◆ 課題 1
90年代の映画をめぐる文章について、次の問いに答えよ。
(a) イギリスで花開いたとされる映画の呼び名と、その筆頭に挙げられている作品は何か。
(b) フランスについて作品名とともに挙げられている監督は誰で、その作品は何か。
(c) アメリカで大ヒットしたとされる作品とその監督は何か。
◆ 課題 2
90年代の映画をめぐる文章を、最後の文の次から書き継げ。

◆ 原文抜粋
________

ウォン・カーウァイ作品は青春の1ページを占める

極めて重要な大切なキーワードだ。

当時=90年代中盤は、

イギリスではダニーボイル監督の『トレインスポッティング』をはじめとする

ブリット映画が花開き、

フランスではマチュー・カソヴィッツ監督の『憎しみ』、

フランソワ・オゾン監督が衝撃的な短編をリリースするなど、

脱・ヌーヴェルヴァーグの新しい気運が沸き上がっていた。

一方アメリカではタランティーノ監督の『パルプ・フィクション』が大ヒットし、

サンダンス系の意欲的な映画がじゃんじゃか封切りされ、

若く勢いのあるクリエイターが

今よりもずっと自由気ままで刺激的な発想で、映画界を賑わせていた。

________

[ラベル付き領域エントリ]
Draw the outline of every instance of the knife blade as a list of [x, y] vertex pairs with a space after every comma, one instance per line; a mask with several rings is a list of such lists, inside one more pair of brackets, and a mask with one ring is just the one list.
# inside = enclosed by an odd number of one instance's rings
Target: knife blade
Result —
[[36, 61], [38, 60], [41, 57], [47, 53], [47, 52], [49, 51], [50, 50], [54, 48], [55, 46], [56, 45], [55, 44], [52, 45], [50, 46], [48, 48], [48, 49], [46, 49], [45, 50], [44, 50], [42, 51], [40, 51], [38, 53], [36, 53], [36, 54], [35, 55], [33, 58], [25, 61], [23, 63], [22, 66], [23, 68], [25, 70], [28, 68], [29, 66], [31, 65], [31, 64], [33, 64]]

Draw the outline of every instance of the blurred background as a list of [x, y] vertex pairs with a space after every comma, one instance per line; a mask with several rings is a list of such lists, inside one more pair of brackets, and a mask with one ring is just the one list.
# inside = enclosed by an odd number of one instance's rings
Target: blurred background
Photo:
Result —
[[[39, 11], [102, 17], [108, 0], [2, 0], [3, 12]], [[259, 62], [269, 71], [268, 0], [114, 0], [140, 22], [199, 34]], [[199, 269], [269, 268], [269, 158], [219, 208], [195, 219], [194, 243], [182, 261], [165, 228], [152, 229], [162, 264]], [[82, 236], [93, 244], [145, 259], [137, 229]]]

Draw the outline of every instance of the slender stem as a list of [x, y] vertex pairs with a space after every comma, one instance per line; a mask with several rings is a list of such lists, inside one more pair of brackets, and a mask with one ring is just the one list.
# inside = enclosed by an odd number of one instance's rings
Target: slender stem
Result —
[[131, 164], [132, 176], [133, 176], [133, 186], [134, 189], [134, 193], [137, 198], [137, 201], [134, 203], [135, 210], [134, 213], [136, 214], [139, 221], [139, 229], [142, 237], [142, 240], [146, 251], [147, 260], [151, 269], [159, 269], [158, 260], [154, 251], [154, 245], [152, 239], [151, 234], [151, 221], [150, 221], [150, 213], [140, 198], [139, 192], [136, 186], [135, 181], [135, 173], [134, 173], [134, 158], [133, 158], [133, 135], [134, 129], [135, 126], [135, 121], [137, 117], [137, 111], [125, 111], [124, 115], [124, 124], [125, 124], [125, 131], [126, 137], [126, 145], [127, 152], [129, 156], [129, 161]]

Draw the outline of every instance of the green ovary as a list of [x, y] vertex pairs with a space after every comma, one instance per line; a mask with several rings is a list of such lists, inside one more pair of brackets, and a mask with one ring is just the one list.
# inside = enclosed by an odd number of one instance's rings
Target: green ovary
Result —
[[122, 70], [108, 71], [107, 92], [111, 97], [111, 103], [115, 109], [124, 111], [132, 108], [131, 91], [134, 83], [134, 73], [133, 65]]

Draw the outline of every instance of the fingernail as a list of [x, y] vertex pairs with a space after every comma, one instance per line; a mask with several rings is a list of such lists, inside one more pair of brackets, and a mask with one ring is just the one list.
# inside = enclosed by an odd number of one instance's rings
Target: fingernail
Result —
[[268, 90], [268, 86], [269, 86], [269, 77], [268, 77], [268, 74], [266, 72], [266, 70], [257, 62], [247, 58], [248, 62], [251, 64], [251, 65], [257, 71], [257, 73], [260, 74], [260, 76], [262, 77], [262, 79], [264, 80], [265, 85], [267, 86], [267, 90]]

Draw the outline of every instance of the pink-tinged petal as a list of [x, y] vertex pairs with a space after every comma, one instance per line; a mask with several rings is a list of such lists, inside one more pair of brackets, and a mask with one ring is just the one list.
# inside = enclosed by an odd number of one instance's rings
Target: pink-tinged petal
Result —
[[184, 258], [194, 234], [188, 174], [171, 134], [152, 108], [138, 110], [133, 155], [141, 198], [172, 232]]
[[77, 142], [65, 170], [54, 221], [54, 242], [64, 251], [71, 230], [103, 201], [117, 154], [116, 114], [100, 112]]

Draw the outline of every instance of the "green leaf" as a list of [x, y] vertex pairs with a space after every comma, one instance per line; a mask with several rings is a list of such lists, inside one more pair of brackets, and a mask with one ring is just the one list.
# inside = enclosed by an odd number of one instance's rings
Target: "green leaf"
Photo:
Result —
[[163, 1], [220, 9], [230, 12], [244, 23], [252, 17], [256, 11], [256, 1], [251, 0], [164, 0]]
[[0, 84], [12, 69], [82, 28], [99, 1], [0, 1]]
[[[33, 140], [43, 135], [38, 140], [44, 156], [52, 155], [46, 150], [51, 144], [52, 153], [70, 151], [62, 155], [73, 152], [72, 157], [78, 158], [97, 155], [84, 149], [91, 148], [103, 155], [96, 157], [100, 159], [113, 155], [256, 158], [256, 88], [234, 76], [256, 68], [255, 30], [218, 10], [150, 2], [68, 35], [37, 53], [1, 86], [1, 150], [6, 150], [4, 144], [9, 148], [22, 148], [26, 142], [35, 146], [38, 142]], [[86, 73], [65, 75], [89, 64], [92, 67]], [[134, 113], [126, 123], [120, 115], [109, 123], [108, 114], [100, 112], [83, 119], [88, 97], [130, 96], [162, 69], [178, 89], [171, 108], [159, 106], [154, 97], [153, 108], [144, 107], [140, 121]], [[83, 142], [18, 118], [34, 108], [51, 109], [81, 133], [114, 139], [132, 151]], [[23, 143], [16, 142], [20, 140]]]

________

◆ 回答 1
(a) ブリット映画。筆頭はダニーボイル監督の『トレインスポッティング』。
(b) マチュー・カソヴィッツ監督の『憎しみ』。
(c) タランティーノ監督の『パルプ・フィクション』。

◆ 回答 2
そして町中にも、たくさん単館系の映画館があって、

そういうインディーズ的な作品も比較的タイムリーに観る環境もそろってた。

日本ではアニメ映画依存と、TVドラマの昇格組映画が興行の上位を占める

今と同じような状況が既に始まってはいたが、

それでも岩井俊二監督が『PiCNiC』『スワロウテイル』を発表し、

河瀨直美監督が『萌の朱雀』でカメラドールを受賞したり、

PFF出身の若手が台頭してきたりしていた。

そんな新しい風が心地よく吹いていた時代に最も輝いていたのが

香港映画で、その急先鋒がウォン・カーウァイだった。

(香港ではないが台湾ではエドワード・ヤンという天才が日の目を見た)

ちょうど97年に香港返還という

エポックメイキングな転換点を迎える過渡期ということもあり、

新旧の価値観が複雑に絡み合った混沌の中に、

ぽっと目新しい才能が開花するという、

今となっては実に風通しの良い懐かしい時代だったのかもしれない。

 

まずなにより、クリストファー・ドイル

手持ちカメラによって撮影された映像が斬新だった。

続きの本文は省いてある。